> Actions to take:
1. Do the following statements agree with the passage on workplace face coverings? Answer yes or no for each and quote the words of the passage that decide it. (a) Fully vaccinated employees must wear masks outdoors. (b) An employer must treat an employee who declines to state vaccination status as unvaccinated. (c) The ETS specifies a particular method for documenting vaccination status.
2. Can you turn the paragraph of the passage on workplace face coverings that begins "Given the many distinctions" into a list that keeps its main facts?
3. Continue the passage on workplace face coverings, starting after its final sentence.

> Provided passage:
☆ ☆ ☆ ☆ ☆ ☆ ☆

Face Coverings in the Workplace; Elimination of Physical Distancing

Notably, fully vaccinated employees do not have to wear a face covering indoors except in limited circumstances. Unvaccinated workers will still need to wear face coverings indoors (unless they are alone in a room or eating and drinking) and in shared vehicles. All employees regardless of vaccination status do not have to wear masks outdoors. Unvaccinated employees must be trained that face coverings are recommended outdoors for individuals who are not fully vaccinated when six feet of physical distance cannot be maintained. 

Subject to certain exceptions (such as where the is a "major" outbreak), the revised ETS eliminates distancing and barrier requirements in the workplace, regardless of vaccination status.

Obtaining Information Regarding Vaccination Status

Given the many distinctions in the revised ETS between vaccinated and unvaccinated employees, employers will need to either obtain information about employees' vaccination status or treat all workers as unvaccinated (and thus subject to the stricter requirements). Though the ETS does not specify a particular method for documenting status, FAQs published by Cal/OSHA identify acceptable options for documentation to include: 1) maintaining a copy of an employee's vaccination card; 2) asking employees to provide proof of vaccination, and maintaining a record of the employees who presented proof (but not the vaccine record itself); 3) asking employees to fill out a self-attestation form regarding vaccination status and maintaining those forms. If an employee declines to state his or her vaccination status, the employer is required to treat the employee as unvaccinated.

☆ ☆ ☆ ☆ ☆ ☆ ☆

> Provided material:
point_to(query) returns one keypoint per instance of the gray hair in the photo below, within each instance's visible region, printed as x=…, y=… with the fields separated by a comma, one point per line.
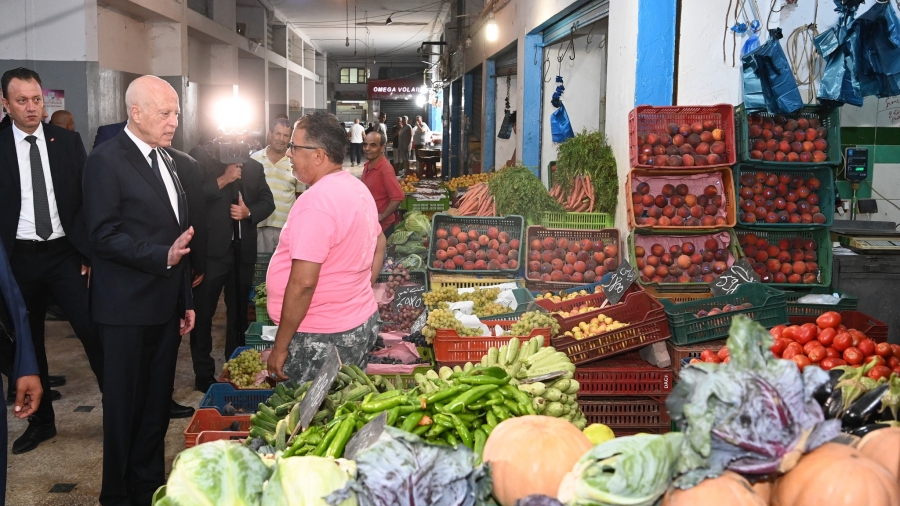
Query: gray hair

☆ ☆ ☆ ☆ ☆ ☆ ☆

> Answers for each item:
1.
(a) No: "All employees regardless of vaccination status do not have to wear masks outdoors."
(b) Yes: "If an employee declines to state his or her vaccination status, the employer is required to treat the employee as unvaccinated."
(c) No: "Though the ETS does not specify a particular method for documenting status"

2.
- The revised ETS distinguishes between vaccinated and unvaccinated employees. Employers must either obtain their employees' vaccination status or treat all workers as unvaccinated and subject to the stricter requirements.
- The ETS sets no particular documentation method. Cal/OSHA FAQs list these acceptable options:
  - keeping a copy of an employee's vaccination card
  - asking employees for proof of vaccination and recording who presented it, without keeping the vaccine record itself
  - having employees fill out self-attestation forms on their vaccination status and keeping those forms
- If an employee declines to state vaccination status, the employer must treat that employee as unvaccinated.

3.
California employers must comply with any applicable privacy laws (such as the California Consumer Privacy Act), and maintain the confidentiality of employees' vaccination records. On May 28, 2021, the EEOC updated its COVID-19 guidance for employers, emphasizing that the Americans with Disabilities Act (ADA) requires that documentation or other confirmation of vaccination, like all medical information, must be kept confidential and stored separately from the employee's personnel files.

N95 Masks for Unvaccinated Employees

On request, employers are required to provide N95 masks or respirators to unvaccinated employees working indoors or in vehicles. Cal/OSHA's related FAQs confirm that employers can either stockpile N95 masks or poll employees regarding their desired need for masks before purchasing them.

Prevention Program/Training Requirement

The ETS included updated training requirements on topics such as vaccinations, respirator use, and when face coverings must be used in the workplace. Employers must continue to have a written COVID-19 Prevention Program. Cal/OSHA intends to update its website with new training materials and a revised COVID-19 Model Prevention Program.

DISCLAIMER: Because of the generality of this update, the information provided herein may not be applicable in all situations and should not be acted upon without specific legal advice based on particular situations.